● **TO DO**: Without skipping anything, write out each record below exactly.

[DATA SUPPLIED — start]

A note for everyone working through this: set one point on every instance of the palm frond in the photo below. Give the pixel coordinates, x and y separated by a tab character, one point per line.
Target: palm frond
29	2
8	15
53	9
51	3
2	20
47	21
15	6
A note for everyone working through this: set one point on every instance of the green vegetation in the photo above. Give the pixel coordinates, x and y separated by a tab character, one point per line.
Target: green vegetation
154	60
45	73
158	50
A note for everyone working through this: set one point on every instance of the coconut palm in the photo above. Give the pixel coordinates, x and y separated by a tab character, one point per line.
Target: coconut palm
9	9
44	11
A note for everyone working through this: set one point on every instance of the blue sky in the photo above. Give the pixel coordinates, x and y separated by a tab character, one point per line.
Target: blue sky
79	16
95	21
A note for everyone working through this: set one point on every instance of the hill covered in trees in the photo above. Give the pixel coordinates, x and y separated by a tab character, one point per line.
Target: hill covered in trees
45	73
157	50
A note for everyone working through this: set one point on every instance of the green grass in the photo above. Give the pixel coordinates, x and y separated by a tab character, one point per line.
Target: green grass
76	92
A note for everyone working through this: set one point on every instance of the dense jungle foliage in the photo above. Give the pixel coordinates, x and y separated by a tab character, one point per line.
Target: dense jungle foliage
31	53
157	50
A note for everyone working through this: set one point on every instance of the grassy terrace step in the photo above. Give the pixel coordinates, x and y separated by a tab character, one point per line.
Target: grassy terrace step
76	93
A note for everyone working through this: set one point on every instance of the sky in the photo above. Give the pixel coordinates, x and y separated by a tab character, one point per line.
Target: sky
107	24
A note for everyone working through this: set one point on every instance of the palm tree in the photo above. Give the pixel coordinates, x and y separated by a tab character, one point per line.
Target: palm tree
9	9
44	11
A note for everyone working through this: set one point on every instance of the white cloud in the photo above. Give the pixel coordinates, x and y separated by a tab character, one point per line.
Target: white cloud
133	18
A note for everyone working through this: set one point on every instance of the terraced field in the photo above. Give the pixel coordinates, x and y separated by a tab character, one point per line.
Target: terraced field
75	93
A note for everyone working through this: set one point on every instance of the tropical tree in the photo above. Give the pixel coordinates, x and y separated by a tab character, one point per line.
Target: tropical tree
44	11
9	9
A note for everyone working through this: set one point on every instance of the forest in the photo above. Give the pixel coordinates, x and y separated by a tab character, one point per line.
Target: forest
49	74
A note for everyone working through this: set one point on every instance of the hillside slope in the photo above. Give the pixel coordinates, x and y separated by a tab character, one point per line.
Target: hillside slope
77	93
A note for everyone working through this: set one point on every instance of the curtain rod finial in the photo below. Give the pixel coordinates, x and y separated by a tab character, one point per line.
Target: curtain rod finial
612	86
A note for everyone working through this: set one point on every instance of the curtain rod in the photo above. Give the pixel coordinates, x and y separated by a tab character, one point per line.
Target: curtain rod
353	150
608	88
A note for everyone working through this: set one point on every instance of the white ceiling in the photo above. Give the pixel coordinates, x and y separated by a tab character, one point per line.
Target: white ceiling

[DATA SUPPLIED — finish]

● **ANSWER TO THIS PROBLEM**:
A note for everyone working through this: set one point on every instance of the palm frond in the photo below. Give the pixel coordinates, x and y separated by a tab character, one point per line.
Target: palm frond
29	2
8	15
53	9
51	3
2	20
47	21
15	6
A note for everyone working through this: set one point on every instance of the green vegetation in the photo above. Give the pixel coordinates, x and y separated by a tab character, one point per line.
Target: green vegetation
154	60
45	73
158	50
A note for everyone working through this: set one point on every instance of the coconut palm in the photo above. Give the pixel coordinates, x and y separated by a tab character, one point per line.
Target: coconut palm
9	9
44	11
A note for everyone working through this: set one point on every instance of the blue sky in the photo above. Give the pixel coordinates, x and y separated by a tab character, one point per line.
Target: blue sky
79	16
95	21
A note for everyone working through this: set one point on every instance of the hill covered in trees in the photo above. Give the pixel coordinates, x and y separated by a tab character, one point per line.
Target: hill covered in trees
45	73
157	50
A note for everyone working through this: set one point on every instance of the green grass in the photo above. Give the pixel coordinates, x and y separated by a tab character, one point per line.
Target: green grass
76	92
A note for everyone working through this: set one point on every instance of the dense jungle foliage in the photo above. Give the pixel coordinates, x and y separated by a tab character, one point per line.
Target: dense jungle foliage
31	53
157	50
A note for everyone working through this: set one point on every instance of the grassy terrace step in the photo above. Give the pixel coordinates, x and y separated by a tab character, one point per line.
Target: grassy terrace step
76	93
A note for everyone working through this: set one point on every instance of the sky in the photo above. Give the pixel coordinates, x and y separated by a tab character, one point per line.
Target: sky
107	24
A note for everyone working through this: set one point on every instance of the palm tree in the photo above. Give the pixel coordinates, x and y separated by a tab character, one point per line.
Target: palm tree
9	9
44	11
A note for everyone working through this: set one point on every instance of the white cloud in the photo above. Give the pixel coordinates, x and y separated by a tab character, one point per line.
Target: white cloud
133	18
A note for everyone working through this: set one point on every instance of the terraced field in the photo above. Give the pixel coordinates, x and y separated by a tab character, one point per line.
Target: terraced field
75	93
A note for everyone working through this: set one point on every instance of the tropical tree in the photo above. Give the pixel coordinates, x and y separated by a tab character, one point per line.
Target: tropical tree
44	11
9	9
A note for everyone working through this: set one point on every instance of the forest in the photo above. Give the pixel coordinates, x and y separated by a tab character, one point per line.
Target: forest
49	74
A note for everyone working through this: set one point on every instance of the hillside slope in the photo above. Give the pixel coordinates, x and y separated by a tab character, one point per line.
Target: hillside slope
77	93
A note for everyone working through this: set one point on every instance of the curtain rod finial in the photo below. Give the pixel coordinates, x and y separated by a tab character, one point per line.
Target: curtain rod finial
612	86
A note for everyone working through this: set one point on every instance of the curtain rod in the photo above. Give the pixel coordinates, x and y separated by a tab character, one point per line.
Target: curtain rod
353	150
608	88
A note for everyone working through this: set one point on every instance of the white ceiling in the photo above. Give the pixel coordinates, x and y separated by a tab character, one point per line.
Target: white ceiling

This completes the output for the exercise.